| WORK ORDER |
From the first line to the last, print the data exactly as it appears.

------ MATERIAL PROVIDED

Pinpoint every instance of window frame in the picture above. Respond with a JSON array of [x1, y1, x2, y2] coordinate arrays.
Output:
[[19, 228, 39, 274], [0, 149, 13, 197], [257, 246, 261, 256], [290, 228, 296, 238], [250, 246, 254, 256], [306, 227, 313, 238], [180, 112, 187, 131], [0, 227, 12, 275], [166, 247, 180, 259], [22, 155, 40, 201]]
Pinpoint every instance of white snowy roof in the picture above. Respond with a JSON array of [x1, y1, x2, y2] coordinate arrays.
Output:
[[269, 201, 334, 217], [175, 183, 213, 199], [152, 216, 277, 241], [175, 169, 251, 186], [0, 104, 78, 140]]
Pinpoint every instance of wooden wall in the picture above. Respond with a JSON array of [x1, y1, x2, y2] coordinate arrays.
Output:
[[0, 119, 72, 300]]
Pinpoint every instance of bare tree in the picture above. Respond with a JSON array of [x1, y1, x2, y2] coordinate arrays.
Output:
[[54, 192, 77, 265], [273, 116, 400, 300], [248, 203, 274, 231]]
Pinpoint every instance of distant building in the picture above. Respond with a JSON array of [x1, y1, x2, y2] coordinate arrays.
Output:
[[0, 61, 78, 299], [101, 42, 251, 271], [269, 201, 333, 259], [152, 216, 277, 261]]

------------

| SOLUTION BELOW |
Pinpoint every instance of window frame in the picture above. Respond with a JSON array of [x1, y1, x2, y2] coordinate arrays.
Output:
[[19, 228, 39, 274], [0, 149, 13, 197], [257, 246, 261, 256], [290, 228, 296, 238], [250, 246, 254, 256], [306, 227, 313, 238], [180, 112, 187, 131], [0, 227, 12, 275], [166, 247, 180, 259], [22, 155, 40, 201]]
Pinpoint every instance of white snowy roof in the picture above. Respond with a JSON array of [x1, y1, x2, y2] coordinate arrays.
Output:
[[269, 201, 334, 217], [175, 183, 213, 199], [152, 216, 277, 241], [175, 169, 251, 186], [0, 104, 78, 140]]
Pinpoint every instance of wooden wall in the picture above. Respond with a JSON array of [x1, y1, x2, y2] coordinate arrays.
Output:
[[0, 119, 72, 300]]
Pinpoint every instance of bare tree in the picture above. Respond with a JSON array of [x1, y1, x2, y2] coordinate arrays.
Output:
[[54, 192, 77, 265], [273, 116, 400, 300], [248, 203, 274, 231]]
Pinpoint every instance of distant building in the picture above. Respond with a JSON array of [x1, y1, x2, y2] coordinate arrays.
Output:
[[0, 61, 78, 299], [101, 42, 251, 271], [269, 201, 333, 259], [152, 216, 277, 261]]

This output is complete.